**Data shown**.
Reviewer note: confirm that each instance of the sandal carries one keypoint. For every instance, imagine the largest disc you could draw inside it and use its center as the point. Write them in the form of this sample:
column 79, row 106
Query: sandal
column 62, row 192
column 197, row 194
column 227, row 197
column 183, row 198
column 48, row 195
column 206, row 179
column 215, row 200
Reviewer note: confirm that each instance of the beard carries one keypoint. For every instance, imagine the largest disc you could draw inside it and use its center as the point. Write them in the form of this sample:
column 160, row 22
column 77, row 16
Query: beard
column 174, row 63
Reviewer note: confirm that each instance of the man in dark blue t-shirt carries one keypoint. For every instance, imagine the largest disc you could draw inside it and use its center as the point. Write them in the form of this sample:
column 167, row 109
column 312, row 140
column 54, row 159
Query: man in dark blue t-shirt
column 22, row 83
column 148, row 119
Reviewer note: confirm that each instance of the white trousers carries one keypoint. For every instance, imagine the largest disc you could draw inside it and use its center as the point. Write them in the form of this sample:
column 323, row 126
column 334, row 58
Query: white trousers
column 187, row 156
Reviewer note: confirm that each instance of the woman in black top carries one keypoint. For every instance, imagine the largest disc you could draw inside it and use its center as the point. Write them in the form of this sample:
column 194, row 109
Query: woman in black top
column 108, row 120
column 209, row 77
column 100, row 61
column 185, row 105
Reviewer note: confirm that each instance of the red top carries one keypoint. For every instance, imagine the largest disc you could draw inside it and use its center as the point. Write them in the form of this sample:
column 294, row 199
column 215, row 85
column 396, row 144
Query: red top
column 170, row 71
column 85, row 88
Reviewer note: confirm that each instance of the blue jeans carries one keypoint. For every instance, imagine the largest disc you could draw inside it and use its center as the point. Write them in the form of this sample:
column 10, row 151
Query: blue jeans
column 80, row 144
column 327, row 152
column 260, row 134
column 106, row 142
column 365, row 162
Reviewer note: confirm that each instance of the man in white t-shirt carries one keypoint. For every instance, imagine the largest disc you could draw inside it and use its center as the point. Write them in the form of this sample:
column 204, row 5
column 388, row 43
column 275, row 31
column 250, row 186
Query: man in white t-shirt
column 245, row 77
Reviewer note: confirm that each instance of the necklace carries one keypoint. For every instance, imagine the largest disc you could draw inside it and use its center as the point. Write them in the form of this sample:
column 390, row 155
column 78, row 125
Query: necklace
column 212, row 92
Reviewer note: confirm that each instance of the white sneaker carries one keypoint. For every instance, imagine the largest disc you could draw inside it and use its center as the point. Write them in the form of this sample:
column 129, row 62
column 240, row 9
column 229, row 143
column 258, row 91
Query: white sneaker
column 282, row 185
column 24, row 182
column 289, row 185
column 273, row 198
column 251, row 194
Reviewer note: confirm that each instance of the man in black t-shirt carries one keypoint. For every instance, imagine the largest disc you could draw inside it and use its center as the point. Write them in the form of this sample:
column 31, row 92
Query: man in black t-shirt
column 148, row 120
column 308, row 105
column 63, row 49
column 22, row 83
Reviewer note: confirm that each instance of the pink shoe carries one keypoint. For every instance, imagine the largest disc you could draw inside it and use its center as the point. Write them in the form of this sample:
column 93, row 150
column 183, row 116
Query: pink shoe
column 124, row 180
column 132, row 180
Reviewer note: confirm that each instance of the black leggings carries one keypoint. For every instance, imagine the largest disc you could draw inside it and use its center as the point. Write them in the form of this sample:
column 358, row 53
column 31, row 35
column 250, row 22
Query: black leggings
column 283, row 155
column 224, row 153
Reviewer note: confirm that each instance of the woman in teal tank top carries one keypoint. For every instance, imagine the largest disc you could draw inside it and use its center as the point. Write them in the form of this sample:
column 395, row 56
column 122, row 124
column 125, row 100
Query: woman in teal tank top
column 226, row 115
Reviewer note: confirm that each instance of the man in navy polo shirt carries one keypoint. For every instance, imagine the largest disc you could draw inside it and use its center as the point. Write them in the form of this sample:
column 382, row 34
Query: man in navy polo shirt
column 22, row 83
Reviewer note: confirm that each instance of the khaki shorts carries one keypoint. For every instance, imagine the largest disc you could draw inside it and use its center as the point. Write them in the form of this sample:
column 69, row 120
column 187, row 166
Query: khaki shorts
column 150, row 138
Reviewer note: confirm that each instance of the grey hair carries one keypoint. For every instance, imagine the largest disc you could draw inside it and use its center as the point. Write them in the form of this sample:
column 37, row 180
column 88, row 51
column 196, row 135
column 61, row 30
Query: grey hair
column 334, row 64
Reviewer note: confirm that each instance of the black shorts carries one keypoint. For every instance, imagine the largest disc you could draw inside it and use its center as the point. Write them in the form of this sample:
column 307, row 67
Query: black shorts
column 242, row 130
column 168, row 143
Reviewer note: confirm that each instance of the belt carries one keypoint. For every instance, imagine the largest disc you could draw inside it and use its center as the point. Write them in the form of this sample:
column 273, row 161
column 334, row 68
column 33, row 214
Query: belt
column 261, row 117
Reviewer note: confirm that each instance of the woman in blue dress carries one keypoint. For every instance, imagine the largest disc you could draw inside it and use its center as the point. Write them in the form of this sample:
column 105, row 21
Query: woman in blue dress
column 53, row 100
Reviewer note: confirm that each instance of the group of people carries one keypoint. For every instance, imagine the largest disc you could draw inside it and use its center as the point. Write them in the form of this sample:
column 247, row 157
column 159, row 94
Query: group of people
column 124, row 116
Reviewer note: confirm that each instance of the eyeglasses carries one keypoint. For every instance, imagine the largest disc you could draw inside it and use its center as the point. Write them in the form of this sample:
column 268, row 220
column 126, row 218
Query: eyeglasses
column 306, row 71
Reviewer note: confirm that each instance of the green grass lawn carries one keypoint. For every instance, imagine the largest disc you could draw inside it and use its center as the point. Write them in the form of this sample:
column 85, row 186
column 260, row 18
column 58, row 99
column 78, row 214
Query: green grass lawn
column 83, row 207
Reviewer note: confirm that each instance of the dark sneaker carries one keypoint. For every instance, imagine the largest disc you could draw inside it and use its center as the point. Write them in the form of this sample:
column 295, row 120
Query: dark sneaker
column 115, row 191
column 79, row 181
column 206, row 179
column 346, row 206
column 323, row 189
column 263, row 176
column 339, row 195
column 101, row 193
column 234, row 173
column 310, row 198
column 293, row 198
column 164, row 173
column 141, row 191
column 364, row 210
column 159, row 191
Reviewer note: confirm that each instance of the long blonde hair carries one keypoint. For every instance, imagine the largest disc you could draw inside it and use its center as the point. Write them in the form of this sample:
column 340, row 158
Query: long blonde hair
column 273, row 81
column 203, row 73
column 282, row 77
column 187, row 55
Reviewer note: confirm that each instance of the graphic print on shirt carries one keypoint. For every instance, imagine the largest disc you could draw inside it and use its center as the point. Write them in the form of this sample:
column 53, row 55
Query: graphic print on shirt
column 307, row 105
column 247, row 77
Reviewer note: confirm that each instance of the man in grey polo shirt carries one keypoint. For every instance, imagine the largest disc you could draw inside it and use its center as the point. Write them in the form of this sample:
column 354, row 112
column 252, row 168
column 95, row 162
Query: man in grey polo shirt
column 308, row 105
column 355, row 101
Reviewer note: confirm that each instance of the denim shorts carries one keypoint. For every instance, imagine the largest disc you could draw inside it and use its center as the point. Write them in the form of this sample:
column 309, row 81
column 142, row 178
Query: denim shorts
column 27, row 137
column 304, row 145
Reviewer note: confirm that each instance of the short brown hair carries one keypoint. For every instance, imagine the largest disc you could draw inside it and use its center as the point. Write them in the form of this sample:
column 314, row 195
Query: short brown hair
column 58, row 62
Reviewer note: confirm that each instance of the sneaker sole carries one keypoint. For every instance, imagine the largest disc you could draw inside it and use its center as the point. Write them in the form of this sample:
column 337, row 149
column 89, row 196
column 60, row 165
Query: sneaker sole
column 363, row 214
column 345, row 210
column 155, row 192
...
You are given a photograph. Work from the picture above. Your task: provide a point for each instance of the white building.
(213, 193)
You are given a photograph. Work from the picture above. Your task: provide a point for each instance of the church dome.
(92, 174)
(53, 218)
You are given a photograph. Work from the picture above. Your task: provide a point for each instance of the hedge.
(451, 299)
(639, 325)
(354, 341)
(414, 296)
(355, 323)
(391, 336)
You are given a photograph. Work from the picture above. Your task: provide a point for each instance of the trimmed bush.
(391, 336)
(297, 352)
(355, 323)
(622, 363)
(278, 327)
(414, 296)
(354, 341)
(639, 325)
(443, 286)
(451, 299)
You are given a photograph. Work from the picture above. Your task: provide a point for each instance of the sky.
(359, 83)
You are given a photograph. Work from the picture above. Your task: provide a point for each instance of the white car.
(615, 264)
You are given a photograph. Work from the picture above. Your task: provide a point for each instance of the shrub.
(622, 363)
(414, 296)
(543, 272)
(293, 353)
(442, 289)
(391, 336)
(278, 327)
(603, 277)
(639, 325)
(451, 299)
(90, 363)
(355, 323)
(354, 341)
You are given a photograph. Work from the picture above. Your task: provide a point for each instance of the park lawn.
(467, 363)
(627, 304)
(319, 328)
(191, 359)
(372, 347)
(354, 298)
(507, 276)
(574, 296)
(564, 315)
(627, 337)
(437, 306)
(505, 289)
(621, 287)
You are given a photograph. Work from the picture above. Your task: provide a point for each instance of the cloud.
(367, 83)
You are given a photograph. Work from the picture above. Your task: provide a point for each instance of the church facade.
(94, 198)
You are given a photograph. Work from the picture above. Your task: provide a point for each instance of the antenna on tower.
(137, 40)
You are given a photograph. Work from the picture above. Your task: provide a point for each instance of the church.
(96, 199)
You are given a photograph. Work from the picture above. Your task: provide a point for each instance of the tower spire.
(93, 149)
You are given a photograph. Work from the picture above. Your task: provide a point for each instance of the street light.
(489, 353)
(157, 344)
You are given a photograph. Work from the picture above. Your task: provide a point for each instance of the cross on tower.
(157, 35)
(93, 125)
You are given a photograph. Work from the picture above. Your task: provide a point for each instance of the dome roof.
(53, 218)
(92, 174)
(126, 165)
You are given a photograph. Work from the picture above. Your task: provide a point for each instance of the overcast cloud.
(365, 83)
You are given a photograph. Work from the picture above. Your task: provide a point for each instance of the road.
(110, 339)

**Work to be completed**. Send back exactly the lines of the listing above starting at the one with "Reviewer note: confirm that each instance of the red" and ending at the one with "column 396, row 144", inclusive, and no others.

**Solution for this task**.
Reviewer note: confirm that each instance of the red top carries one keypoint. For every instance, imagine the largest disc you could draw inside it and use its center as the point. Write them in the form of this sample:
column 294, row 199
column 215, row 85
column 396, row 144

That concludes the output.